TASK ITEM: Only lines holding the word "leafy" should be copied from the material.

((

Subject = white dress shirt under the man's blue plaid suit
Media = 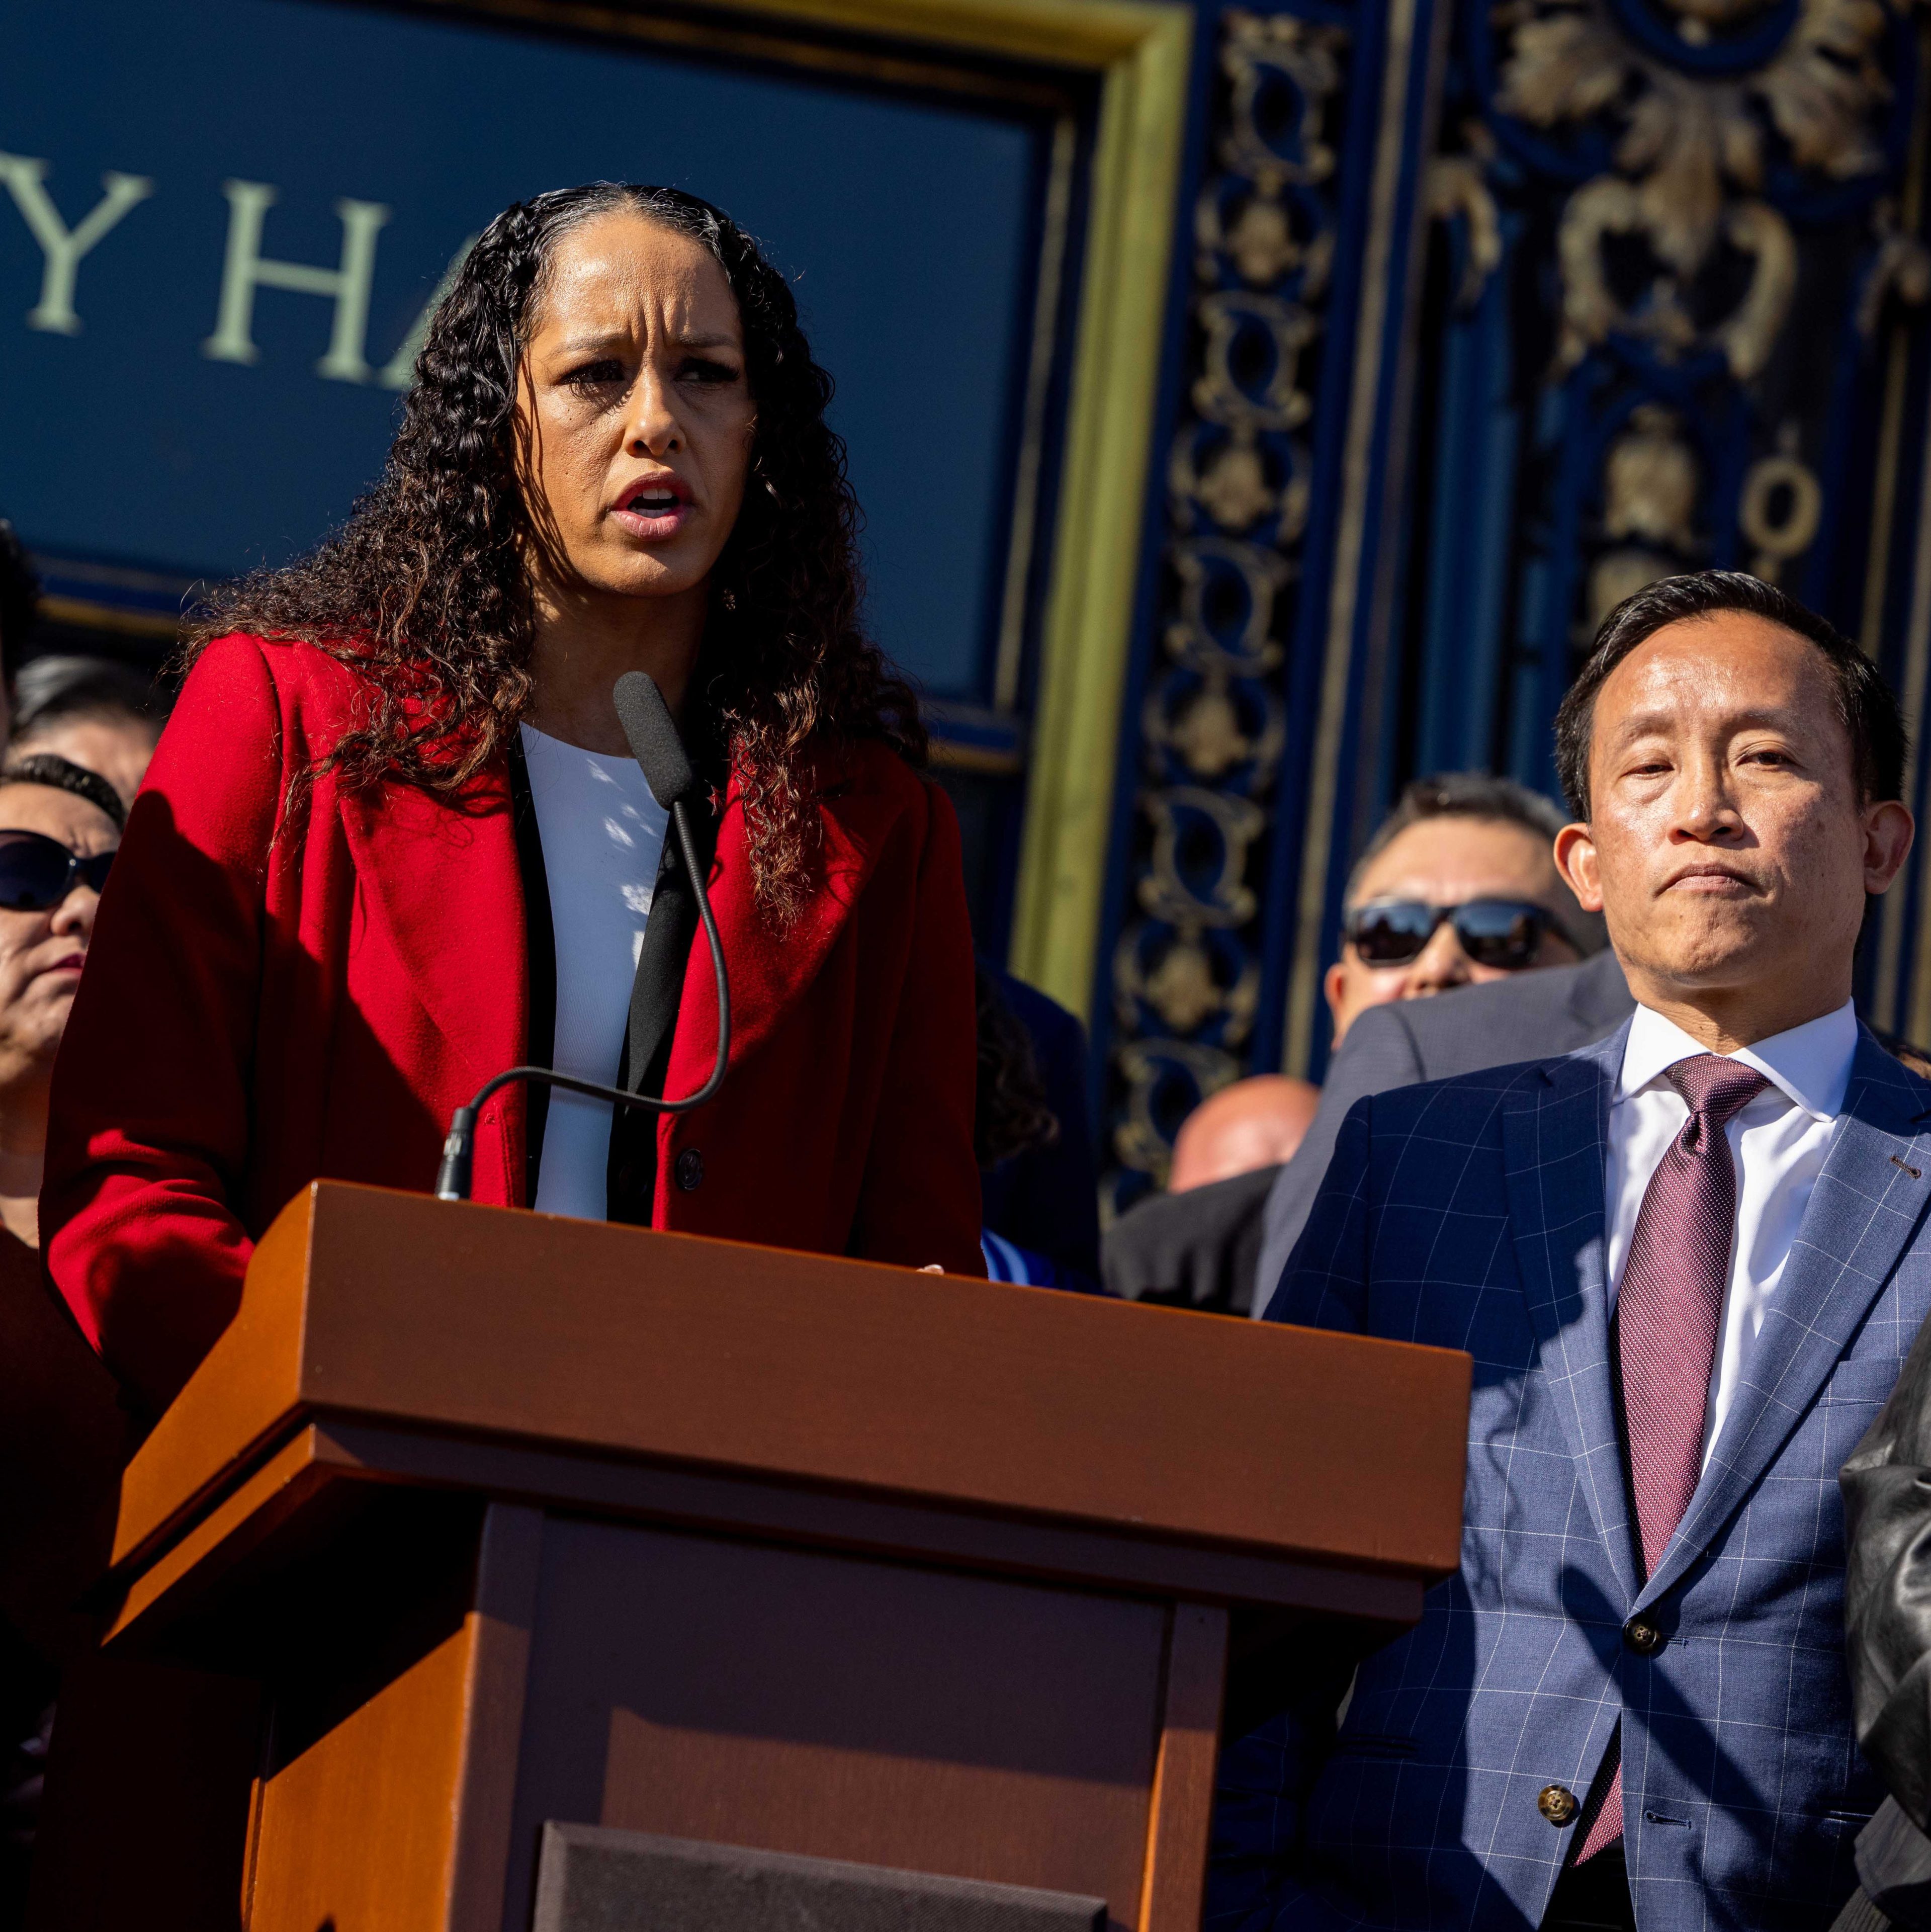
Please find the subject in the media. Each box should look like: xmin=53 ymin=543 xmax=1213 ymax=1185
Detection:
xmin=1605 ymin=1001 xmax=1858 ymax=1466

))
((

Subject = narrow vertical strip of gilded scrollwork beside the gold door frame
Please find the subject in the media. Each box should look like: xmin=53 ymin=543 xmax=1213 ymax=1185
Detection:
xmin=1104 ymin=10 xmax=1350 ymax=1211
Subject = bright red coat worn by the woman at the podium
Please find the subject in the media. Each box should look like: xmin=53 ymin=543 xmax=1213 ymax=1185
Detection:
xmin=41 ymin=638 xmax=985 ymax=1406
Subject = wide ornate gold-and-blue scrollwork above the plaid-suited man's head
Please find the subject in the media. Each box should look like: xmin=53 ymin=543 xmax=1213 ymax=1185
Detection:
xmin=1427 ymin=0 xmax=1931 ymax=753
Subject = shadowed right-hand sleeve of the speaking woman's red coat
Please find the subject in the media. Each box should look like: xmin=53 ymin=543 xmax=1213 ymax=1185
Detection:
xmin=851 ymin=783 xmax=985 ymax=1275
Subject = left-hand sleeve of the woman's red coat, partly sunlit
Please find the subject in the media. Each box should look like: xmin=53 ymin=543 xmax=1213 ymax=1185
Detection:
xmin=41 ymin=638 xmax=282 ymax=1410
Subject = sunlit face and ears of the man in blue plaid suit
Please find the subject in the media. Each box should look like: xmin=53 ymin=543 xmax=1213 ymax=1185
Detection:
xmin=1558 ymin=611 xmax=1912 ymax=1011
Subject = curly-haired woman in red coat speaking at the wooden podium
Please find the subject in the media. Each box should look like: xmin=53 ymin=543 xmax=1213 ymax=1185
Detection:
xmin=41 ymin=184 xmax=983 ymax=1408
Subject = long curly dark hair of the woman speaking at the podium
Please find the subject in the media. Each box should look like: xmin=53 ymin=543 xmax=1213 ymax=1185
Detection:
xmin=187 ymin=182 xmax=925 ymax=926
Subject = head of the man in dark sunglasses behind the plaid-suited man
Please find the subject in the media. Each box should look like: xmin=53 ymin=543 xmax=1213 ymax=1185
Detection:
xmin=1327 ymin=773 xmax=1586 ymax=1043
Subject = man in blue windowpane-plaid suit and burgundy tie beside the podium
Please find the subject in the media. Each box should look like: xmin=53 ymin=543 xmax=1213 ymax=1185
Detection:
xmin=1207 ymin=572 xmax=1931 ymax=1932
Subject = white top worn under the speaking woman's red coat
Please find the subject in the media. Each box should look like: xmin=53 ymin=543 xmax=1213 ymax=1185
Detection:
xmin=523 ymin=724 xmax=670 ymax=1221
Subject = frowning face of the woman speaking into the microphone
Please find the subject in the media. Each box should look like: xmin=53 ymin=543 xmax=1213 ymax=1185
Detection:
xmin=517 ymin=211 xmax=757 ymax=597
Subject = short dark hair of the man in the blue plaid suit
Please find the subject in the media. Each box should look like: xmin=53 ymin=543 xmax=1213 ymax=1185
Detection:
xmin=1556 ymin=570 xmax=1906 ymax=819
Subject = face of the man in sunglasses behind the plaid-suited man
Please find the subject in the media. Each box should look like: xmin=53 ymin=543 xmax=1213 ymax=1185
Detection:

))
((

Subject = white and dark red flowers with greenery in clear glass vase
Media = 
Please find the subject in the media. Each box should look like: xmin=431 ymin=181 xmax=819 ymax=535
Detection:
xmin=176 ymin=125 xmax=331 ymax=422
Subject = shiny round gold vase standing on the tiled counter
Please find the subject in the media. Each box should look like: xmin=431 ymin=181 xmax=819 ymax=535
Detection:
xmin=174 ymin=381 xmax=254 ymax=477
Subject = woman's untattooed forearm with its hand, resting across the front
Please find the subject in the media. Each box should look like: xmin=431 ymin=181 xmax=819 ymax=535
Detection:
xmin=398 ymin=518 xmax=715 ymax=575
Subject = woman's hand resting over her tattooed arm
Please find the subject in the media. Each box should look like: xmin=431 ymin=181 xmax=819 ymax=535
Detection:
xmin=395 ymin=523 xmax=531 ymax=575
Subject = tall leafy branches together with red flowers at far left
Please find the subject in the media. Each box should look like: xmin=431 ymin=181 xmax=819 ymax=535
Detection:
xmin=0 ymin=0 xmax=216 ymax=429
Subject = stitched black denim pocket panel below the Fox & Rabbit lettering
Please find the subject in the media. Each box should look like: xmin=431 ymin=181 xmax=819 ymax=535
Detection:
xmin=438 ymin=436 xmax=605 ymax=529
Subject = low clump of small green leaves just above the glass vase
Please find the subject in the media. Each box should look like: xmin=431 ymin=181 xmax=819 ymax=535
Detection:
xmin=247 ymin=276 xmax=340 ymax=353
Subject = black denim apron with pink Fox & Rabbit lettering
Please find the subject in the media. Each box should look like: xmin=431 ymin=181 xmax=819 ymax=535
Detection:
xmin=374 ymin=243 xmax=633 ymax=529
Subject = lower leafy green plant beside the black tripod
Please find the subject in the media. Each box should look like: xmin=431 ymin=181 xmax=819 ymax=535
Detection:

))

WRITTEN ANSWER:
Subject = tall leafy branches together with red flowers at far left
Subject = lower leafy green plant beside the black tripod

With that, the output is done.